(LIST OF TASKS)
1. Please duplicate the passage of the libc++ review thread below, starting at "if (const auto" and ending at "generalize it unnecessarily.".
2. Answer these questions about the libc++ review thread below.
(a) Who accepted the revision, and as what?
(b) At which file and line is the quoted code comment placed?
(c) On which line does Quuxplusone want to put an early return for `__n == 0`?

(DOCUMENT EXCERPT)

◆ ◆ ◆ ◆ ◆

[libcxx-commits] [PATCH] D117240: [libc++] Fix bug in ranges::advance and refactor the tests

Louis Dionne via Phabricator via libcxx-commits libcxx-commits at lists.llvm.org
Wed Jan 26 13:08:44 PST 2022


ldionne accepted this revision as: libc++.
ldionne added a comment.
This revision is now accepted and ready to land.

Will ship once CI passes



================
Comment at: libcxx/include/__iterator/advance.h:171
       // If |n| >= |bound - i|, equivalent to `ranges::advance(i, bound)`.
       if (const auto __M = __bound - __i; __magnitude_geq(__n, __M)) {
         (*this)(__i, __bound);
----------------
jwakely wrote:
> Quuxplusone wrote:
> > ldionne wrote:
> > > CaseyCarter wrote:
> > > > Quuxplusone wrote:
> > > > > I would prefer to inline it at its one call site, here, rather than generalize it unnecessarily.
> > > > > 
> > > > > Unfortunately https://eel.is/c++draft/range.iter.op.advance#6.1.1 seems to mandate that even when `__n == 0`, we need to evaluate `__bound - __i` and then, if that's also zero, we must `__i = __bound` instead of simply returning immediately with `0`. Is there any blanket-wording loophole that gets us out of that obligation? This code could get much simpler if we were allowed to put `if (__n == 0) return 0;` on line 168.

◆ ◆ ◆ ◆ ◆

(ENTRIES SUPPLIED)

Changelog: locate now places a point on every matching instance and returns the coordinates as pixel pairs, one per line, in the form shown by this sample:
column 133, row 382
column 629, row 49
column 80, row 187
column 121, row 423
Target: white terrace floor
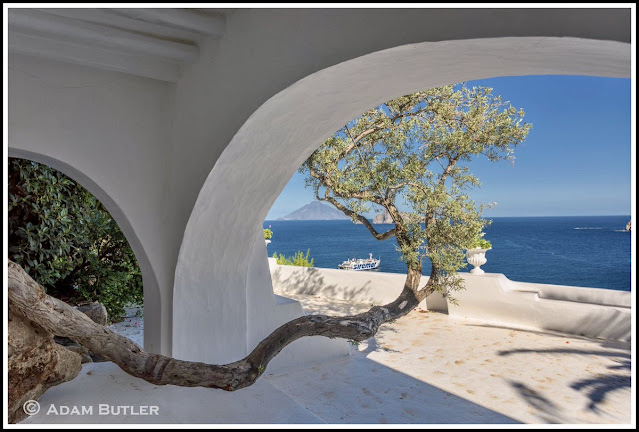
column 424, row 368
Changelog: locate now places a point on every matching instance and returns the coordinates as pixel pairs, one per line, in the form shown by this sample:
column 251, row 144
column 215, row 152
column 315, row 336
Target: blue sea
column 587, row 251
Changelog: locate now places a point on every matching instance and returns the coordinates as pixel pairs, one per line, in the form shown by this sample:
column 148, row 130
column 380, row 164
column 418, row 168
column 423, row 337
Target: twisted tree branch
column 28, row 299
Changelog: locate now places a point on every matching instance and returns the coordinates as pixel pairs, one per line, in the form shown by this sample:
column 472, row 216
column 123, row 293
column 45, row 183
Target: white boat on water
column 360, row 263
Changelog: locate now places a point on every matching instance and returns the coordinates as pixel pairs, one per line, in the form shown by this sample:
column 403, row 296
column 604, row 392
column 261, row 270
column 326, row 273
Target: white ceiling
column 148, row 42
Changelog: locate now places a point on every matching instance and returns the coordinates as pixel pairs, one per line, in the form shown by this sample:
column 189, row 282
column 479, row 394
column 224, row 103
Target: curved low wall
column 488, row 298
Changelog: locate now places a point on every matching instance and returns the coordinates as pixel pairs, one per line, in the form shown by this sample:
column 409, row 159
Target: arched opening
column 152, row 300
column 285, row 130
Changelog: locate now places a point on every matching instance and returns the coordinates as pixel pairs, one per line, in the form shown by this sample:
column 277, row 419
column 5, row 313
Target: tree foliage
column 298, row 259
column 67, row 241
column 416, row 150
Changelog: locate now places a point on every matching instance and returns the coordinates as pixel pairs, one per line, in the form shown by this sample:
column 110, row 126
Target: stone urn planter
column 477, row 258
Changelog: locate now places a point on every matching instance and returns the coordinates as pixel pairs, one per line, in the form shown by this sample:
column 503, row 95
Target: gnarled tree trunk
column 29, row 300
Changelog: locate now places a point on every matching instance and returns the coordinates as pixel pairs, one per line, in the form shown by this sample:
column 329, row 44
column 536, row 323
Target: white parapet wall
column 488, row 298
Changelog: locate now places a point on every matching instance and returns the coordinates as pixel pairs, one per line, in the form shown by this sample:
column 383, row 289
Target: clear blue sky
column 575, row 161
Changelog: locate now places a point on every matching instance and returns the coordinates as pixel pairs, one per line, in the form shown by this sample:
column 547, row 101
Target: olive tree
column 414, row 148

◆ ◆ ◆ ◆ ◆

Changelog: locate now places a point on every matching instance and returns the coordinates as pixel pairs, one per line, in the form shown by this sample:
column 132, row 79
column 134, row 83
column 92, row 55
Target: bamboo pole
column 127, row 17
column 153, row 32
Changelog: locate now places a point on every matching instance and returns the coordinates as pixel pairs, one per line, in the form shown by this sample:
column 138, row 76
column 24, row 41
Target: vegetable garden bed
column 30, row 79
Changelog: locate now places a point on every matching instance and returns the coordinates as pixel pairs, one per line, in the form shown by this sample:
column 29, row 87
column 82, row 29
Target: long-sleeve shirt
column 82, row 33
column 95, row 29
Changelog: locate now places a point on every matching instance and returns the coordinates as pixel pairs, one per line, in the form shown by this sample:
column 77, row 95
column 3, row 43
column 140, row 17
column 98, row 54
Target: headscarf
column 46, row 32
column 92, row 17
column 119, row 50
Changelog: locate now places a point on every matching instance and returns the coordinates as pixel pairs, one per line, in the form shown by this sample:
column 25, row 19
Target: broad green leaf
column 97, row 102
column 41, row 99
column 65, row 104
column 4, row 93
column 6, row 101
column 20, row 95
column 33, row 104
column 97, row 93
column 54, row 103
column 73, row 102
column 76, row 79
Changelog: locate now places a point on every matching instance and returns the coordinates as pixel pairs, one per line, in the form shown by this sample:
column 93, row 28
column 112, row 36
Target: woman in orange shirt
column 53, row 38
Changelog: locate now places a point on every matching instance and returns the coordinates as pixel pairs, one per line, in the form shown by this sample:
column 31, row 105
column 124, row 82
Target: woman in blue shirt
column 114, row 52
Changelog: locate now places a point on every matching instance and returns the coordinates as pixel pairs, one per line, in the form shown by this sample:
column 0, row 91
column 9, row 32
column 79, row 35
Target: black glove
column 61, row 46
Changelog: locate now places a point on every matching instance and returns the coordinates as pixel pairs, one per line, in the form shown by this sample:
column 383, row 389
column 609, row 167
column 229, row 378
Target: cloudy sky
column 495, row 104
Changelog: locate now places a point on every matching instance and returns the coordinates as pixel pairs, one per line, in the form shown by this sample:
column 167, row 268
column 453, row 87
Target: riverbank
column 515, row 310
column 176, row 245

◆ ◆ ◆ ◆ ◆

(RESULTS OF THE TASKS)
1.
if (const auto __M = __bound - __i; __magnitude_geq(__n, __M)) {
         (*this)(__i, __bound);
----------------
jwakely wrote:
> Quuxplusone wrote:
> > ldionne wrote:
> > > CaseyCarter wrote:
> > > > Quuxplusone wrote:
> > > > > I would prefer to inline it at its one call site, here, rather than generalize it unnecessarily.

2.
(a) ldionne accepted it, as libc++.
(b) libcxx/include/__iterator/advance.h, line 171.
(c) Line 168.